━━ Raw records

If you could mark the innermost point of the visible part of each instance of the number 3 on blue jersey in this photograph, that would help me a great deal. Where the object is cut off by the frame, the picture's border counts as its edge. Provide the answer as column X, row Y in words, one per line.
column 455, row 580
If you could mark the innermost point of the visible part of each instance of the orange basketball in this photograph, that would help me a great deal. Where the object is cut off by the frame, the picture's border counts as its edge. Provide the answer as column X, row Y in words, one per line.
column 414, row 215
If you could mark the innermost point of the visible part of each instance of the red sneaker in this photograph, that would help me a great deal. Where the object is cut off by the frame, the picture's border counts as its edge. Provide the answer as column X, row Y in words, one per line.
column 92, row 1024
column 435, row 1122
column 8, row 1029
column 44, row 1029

━━━━

• Your instructions:
Print every record exactly as it was given.

• Output of the task:
If you could mark the innermost point of the visible part of each instance of the number 3 on blue jersey in this photograph, that would help me a great deal. Where the object is cut off by the frame, the picture's border counts as its edge. Provide the answer as column X, row Y in words, one per line.
column 455, row 580
If you could mark the innermost point of the visible part of each instance of the orange basketball in this photograph, that would help me a great deal. Where the object is cut off by the frame, the picture's border counts as its edge. Provide the answer as column X, row Y in words, one per line.
column 414, row 215
If you could mark the innermost point of the visible part of each instance of the red sneaker in this photograph, that would help me a great deal. Where the object is cut off by the frame, the picture's border counts as its edge. Provide the answer as column X, row Y in words, one per line.
column 92, row 1024
column 435, row 1122
column 8, row 1029
column 44, row 1029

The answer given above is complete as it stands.